Top of Dataset entries

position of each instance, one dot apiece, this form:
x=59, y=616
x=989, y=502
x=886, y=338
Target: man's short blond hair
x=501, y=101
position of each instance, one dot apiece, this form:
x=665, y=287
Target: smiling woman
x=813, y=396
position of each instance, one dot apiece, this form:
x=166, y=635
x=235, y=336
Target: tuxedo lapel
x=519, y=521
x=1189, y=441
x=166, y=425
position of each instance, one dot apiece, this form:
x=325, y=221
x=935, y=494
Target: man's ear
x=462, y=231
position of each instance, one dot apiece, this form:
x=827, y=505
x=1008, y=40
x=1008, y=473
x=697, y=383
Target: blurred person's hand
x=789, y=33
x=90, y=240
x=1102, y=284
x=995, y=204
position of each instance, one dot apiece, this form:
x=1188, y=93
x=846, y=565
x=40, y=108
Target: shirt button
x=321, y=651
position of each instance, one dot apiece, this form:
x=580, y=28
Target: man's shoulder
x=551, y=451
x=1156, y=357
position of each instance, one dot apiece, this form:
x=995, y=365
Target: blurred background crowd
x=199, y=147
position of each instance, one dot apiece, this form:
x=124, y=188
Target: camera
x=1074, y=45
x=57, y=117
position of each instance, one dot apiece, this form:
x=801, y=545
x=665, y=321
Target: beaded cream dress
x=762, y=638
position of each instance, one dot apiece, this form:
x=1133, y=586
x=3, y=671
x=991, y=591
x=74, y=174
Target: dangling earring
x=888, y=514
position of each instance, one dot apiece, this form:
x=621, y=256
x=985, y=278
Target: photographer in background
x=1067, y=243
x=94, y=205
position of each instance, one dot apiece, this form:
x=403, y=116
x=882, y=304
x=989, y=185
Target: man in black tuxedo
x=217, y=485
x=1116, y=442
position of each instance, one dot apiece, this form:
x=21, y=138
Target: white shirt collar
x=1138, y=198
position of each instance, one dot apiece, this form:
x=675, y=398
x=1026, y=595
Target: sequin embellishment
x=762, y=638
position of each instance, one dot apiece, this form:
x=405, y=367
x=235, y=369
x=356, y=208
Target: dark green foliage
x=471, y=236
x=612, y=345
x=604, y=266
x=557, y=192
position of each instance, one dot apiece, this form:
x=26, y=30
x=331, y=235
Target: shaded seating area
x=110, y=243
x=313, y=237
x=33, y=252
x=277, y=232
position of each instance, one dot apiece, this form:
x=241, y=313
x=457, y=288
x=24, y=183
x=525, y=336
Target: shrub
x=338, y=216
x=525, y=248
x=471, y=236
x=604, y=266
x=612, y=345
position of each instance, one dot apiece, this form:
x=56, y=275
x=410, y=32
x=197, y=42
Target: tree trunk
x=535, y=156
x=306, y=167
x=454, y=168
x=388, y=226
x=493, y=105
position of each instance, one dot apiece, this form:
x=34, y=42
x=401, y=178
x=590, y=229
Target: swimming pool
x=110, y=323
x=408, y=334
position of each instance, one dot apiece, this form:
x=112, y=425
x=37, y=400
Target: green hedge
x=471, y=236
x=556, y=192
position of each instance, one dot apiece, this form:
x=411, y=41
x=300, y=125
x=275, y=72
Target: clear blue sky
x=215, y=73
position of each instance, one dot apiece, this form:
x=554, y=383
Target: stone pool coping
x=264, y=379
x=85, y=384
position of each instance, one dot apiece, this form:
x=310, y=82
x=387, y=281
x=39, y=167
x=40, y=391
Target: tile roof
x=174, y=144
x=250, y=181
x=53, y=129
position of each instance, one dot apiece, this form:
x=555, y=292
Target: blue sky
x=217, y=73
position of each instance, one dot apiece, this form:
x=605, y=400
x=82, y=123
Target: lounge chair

Bottom of Dataset entries

# Exercise requirements
Only the lines from the one that holds "x=37, y=400" through the end of the records should appear in the answer, each restated exactly.

# Response box
x=37, y=400
Target: green hedge
x=471, y=236
x=556, y=192
position of each instance, one dot apiece, this form:
x=411, y=41
x=300, y=125
x=275, y=72
Target: clear blue sky
x=215, y=73
position of each instance, one dot apiece, this form:
x=554, y=383
Target: stone pool coping
x=264, y=379
x=85, y=384
position of each instance, one dot apiece, this form:
x=310, y=82
x=387, y=281
x=39, y=167
x=40, y=391
Target: tile roof
x=174, y=144
x=250, y=181
x=53, y=129
position of each instance, one dot apiece, this form:
x=555, y=292
Target: blue sky
x=217, y=73
position of each instance, one dot apiece, this form:
x=605, y=400
x=82, y=123
Target: lounge chair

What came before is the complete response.